◆ WHAT IS NEEDED
The line containing "Expected: one point per instance of the buttoned" marks the start. Return it and every later line of the listing below exactly, ending with the last one.

◆ RECORDS FOR THIS TASK
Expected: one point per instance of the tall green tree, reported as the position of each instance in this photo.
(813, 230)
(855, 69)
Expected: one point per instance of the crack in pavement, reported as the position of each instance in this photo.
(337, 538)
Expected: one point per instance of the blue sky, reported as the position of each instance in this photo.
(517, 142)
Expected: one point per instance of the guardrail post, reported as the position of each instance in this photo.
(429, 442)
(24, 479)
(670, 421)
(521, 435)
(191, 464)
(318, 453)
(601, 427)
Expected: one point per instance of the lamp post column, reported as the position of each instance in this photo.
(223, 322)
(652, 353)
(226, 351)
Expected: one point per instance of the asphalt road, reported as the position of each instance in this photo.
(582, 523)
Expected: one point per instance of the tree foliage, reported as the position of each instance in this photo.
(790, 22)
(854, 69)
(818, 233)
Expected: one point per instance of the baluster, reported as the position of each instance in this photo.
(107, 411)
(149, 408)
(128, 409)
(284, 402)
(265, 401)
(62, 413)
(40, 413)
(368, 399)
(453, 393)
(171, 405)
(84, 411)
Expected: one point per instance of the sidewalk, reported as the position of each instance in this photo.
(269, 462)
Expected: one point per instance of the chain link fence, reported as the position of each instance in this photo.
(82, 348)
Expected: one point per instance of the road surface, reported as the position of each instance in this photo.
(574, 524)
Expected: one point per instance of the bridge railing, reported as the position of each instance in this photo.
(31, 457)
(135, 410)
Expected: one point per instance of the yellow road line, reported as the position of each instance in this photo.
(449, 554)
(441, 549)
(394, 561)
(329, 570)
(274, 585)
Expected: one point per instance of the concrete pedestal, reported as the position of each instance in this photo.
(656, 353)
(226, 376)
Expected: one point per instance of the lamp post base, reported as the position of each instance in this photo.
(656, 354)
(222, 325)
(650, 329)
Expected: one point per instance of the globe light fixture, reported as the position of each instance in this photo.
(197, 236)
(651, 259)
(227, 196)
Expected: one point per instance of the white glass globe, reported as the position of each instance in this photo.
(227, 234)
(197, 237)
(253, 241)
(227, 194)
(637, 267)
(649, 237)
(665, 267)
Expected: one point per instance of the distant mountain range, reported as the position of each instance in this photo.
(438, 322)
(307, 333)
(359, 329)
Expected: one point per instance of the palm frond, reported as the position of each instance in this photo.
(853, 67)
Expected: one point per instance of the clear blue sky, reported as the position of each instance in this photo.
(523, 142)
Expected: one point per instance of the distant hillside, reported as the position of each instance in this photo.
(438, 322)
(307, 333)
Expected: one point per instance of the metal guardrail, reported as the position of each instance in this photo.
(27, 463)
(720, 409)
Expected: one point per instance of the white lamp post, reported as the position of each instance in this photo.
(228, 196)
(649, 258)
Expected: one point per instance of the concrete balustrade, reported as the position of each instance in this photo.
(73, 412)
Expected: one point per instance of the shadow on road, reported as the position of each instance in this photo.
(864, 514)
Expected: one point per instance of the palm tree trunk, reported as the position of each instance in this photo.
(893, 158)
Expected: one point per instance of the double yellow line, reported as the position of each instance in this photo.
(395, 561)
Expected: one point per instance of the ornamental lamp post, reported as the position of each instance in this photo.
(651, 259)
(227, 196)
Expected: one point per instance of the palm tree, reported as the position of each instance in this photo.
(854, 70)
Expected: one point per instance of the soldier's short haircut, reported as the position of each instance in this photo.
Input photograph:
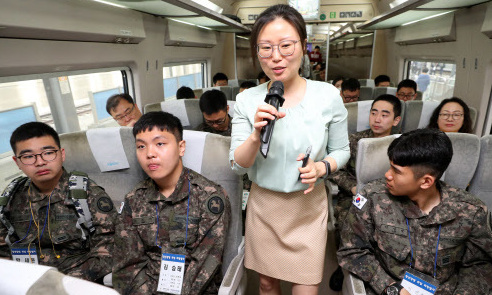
(160, 120)
(213, 101)
(31, 130)
(425, 151)
(392, 100)
(351, 85)
(407, 83)
(114, 100)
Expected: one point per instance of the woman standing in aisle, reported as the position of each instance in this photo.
(286, 223)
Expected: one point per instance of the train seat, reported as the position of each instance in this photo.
(366, 93)
(107, 155)
(367, 82)
(481, 186)
(208, 154)
(34, 279)
(187, 110)
(358, 116)
(383, 90)
(417, 114)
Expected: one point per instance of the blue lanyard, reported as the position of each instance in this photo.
(187, 215)
(411, 249)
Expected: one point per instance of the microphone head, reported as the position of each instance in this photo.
(277, 88)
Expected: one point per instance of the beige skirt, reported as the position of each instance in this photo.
(286, 234)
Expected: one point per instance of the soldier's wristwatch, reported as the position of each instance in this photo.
(393, 289)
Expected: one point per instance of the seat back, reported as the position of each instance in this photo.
(417, 114)
(481, 184)
(113, 149)
(466, 152)
(367, 82)
(358, 116)
(208, 154)
(365, 93)
(187, 111)
(372, 159)
(383, 90)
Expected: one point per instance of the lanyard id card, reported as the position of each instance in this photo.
(24, 254)
(172, 273)
(417, 283)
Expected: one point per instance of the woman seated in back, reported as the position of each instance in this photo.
(451, 115)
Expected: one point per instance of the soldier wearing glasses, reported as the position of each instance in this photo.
(123, 109)
(39, 215)
(213, 105)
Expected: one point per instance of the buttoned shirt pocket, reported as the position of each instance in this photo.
(393, 244)
(146, 227)
(177, 232)
(451, 250)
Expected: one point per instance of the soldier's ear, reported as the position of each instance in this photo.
(427, 181)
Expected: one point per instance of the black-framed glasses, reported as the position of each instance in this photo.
(285, 48)
(127, 113)
(216, 122)
(30, 159)
(454, 116)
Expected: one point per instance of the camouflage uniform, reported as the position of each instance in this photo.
(90, 260)
(345, 178)
(375, 245)
(137, 258)
(207, 128)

◆ EXERCISE RESULT
Expected: one point per instance of the buttoned shirt pocket, reported as the position of each instance in this photo.
(393, 244)
(146, 227)
(177, 232)
(451, 250)
Expected: one point per instance of the soldier's ear, reported as the position of each instance in this photo.
(427, 181)
Expected: one point per instance of the black-framed glasses, reported as the position of each instance in this photo.
(285, 48)
(127, 113)
(216, 122)
(30, 159)
(454, 116)
Expected: one point per instance of the camouflage uniform, reported as the position of each instance in this photo.
(90, 260)
(345, 178)
(375, 245)
(137, 258)
(207, 128)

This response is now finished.